*Excerpt*.
────────────────────────────────────────

List seeks to reduce unnecessary health care spending

Five specific tests or procedures commonly performed in anesthesiology that may not be necessary or that should be avoided in some cases were published online June 16 in JAMA Internal Medicine. This “Top Five” list was created by the American Society of Anesthesiologists (ASA) for inclusion in the ABIM Foundation’s “Choosing Wisely” campaign.

According to the article, unnecessary health spending in the U.S. was estimated at $765 billion in 2009, of which one-quarter, or $210 billion, was applied to the overuse of services, including those that are provided more often than necessary or that cost more but are no more beneficial than lower-cost alternatives.

Initially, the authors identified 18 low-value anesthesia-related tests, treatments, and procedures by conducting a literature review using the ASA’s current practice parameters. Criteria for inclusion included common clinical practices 1) for which avoidance would lead to improved quality of care or reduced costs; 2) for which there is little or no evidence of benefit to patients, or 3) whose avoidance would be feasible to achieve. Candidate items were restricted to common preoperative and intraoperative practices in anesthesia; postoperative practices and pain services were excluded.

────────────────────────────────────────

*Data supplied*.
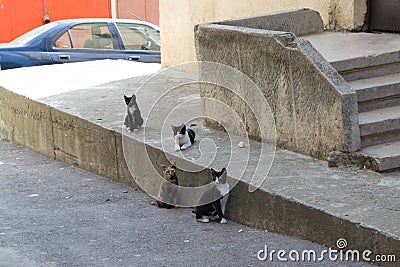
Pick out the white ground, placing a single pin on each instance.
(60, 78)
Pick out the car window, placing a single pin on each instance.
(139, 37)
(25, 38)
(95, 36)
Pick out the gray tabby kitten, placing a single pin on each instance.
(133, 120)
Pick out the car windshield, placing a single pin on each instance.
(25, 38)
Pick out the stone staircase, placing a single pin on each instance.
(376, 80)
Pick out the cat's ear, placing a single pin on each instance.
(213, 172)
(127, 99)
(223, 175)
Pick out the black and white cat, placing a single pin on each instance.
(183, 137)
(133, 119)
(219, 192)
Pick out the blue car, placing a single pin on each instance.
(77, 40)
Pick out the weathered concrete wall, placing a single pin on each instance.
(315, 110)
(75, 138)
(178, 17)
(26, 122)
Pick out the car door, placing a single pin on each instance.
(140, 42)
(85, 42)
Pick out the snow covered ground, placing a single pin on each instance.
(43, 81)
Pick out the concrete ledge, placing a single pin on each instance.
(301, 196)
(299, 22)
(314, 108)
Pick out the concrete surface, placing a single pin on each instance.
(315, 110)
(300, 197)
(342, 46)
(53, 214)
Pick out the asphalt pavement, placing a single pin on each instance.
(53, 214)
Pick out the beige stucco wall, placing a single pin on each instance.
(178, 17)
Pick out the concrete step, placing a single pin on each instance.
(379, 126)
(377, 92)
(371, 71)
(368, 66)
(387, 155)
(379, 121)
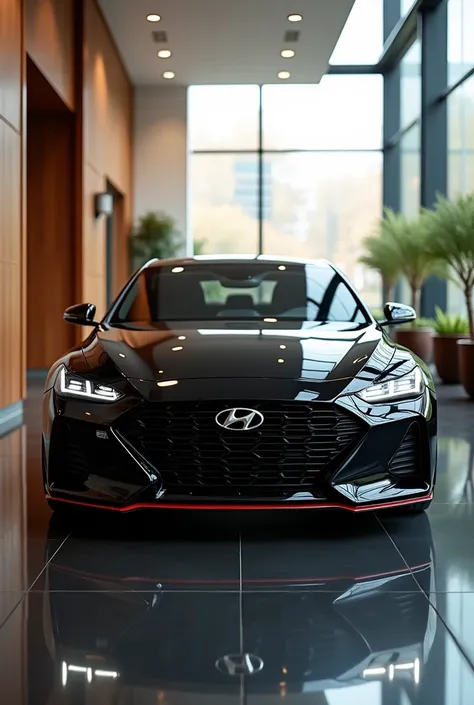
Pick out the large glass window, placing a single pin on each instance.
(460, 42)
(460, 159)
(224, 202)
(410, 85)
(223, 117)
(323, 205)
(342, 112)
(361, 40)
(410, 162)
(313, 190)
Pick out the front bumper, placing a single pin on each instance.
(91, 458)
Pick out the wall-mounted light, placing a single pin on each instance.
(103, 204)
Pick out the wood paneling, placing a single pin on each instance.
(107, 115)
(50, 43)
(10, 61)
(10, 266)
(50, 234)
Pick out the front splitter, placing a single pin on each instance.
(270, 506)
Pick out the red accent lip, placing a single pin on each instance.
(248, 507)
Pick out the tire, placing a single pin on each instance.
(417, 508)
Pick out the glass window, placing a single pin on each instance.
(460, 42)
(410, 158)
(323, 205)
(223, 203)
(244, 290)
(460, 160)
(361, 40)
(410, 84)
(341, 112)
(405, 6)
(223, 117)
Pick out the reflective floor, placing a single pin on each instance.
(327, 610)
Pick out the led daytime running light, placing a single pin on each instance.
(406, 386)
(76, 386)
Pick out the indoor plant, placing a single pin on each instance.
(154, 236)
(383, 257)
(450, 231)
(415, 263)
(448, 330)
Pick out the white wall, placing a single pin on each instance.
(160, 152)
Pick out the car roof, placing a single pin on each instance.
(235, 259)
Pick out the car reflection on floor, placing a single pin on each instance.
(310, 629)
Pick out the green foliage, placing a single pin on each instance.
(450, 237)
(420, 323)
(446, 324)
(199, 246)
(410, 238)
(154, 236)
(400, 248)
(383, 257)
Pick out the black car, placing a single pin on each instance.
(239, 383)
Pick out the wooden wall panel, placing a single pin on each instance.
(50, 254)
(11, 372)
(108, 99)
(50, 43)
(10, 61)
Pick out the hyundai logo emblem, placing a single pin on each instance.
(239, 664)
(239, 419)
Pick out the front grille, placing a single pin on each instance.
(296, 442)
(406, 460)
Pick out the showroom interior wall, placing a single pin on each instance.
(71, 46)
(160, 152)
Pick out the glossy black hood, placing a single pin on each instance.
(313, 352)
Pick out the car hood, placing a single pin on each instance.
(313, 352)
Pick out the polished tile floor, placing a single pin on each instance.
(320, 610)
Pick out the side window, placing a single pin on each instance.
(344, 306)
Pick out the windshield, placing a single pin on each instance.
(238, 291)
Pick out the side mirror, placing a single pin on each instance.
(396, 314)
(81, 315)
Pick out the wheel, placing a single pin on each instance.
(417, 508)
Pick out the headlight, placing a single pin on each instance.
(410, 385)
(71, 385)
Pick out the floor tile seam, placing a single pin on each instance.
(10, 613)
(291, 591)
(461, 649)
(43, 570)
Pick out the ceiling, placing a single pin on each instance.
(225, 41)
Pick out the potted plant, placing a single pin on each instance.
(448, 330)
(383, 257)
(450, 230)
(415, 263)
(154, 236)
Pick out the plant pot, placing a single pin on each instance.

────────────────────────────────────────

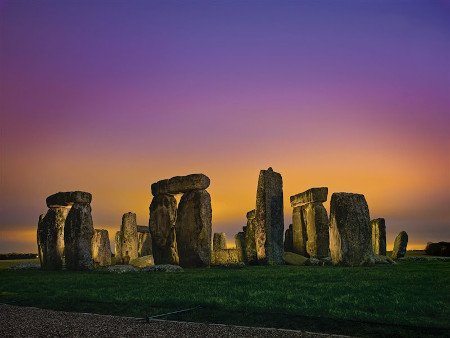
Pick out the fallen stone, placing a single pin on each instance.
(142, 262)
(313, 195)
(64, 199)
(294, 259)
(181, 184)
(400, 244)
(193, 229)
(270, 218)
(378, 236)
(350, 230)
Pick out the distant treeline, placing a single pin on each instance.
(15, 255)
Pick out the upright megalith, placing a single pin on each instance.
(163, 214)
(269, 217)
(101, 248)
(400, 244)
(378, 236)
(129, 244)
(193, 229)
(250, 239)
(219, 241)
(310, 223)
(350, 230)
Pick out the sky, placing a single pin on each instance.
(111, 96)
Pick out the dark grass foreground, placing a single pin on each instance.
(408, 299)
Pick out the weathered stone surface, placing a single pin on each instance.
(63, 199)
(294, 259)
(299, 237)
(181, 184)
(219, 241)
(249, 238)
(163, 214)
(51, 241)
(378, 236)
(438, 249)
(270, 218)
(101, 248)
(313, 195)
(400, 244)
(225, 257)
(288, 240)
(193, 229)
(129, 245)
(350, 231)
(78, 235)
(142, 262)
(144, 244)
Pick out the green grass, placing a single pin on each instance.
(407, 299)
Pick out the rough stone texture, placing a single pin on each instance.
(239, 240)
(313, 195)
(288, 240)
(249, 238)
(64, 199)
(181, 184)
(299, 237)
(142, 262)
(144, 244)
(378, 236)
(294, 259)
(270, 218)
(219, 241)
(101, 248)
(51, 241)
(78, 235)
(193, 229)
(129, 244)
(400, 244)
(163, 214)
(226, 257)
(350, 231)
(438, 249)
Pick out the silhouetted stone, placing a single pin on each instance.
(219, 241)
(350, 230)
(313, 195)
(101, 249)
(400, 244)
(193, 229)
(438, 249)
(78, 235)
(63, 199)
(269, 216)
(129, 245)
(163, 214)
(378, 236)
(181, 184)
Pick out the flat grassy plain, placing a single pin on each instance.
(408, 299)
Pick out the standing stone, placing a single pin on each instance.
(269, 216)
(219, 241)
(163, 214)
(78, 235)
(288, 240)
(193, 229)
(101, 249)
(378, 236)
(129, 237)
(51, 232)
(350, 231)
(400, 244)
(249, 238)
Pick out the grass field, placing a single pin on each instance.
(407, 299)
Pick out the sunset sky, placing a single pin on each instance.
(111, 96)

────────────────────────────────────────

*Exercise set*.
**1.** Answer these questions using the excerpt on the anesthesiology "Top Five" list:
(a) In which journal was the list published online?
(b) What was the estimated unnecessary health spending in the U.S. in 2009?
(c) How many low-value anesthesia-related tests, treatments, and procedures did the authors first identify?
**2.** Continue the excerpt on the anesthesiology "Top Five" list, starting right after its final sentence.

*Written answers*.
**1.**
(a) JAMA Internal Medicine
(b) $765 billion
(c) 18

**2.**
Next, a multi-step survey of physician anesthesiologists in mostly the academic sector was conducted and analyzed to generate a “Top Five” list of preoperative and intraoperative activities to be questioned. This list was reviewed by ASA committees of jurisdiction, section chairs, and division chairs. Finally, the list was endorsed by ASA leadership.

Physician anesthesiologists identified the following five recommendations:

  • Don’t obtain baseline laboratory studies in patients without significant systemic disease (ASA I or II) who are undergoing low-risk surgery — specifically, complete blood count, basic or comprehensive metabolic panel, and coagulation studies when blood loss or fluid shifts are expected to be minimal.
  • Don’t obtain baseline diagnostic cardiac testing (trans-thoracic or trans-esophageal echocardiography [TTE/TEE]) or cardiac stress testing in asymptomatic, stable patients with known cardiac disease (e.g., coronary artery disease or valvular disease) undergoing low- or moderate-risk non-cardiac surgery.
  • Don’t use pulmonary artery catheters routinely for cardiac surgery in patients with a low risk of hemodynamic complications (especially with the concomitant use of alternative diagnostic tools, such as TEE).
  • Don’t administer packed red blood cells in a young, healthy patient without ongoing blood loss and hemoglobin of 6 g/dL or greater, unless the patient is symptomatic or hemodynamically unstable.
  • Don’t routinely administer colloids (dextrans, hydroxylethyl starches, or albumin) for volume resuscitation without appropriate indications.

The ASA’s initial "Choosing Wisely" list on anesthesiology was released in October 2013, and a second list of pain medicine was published in January 2014.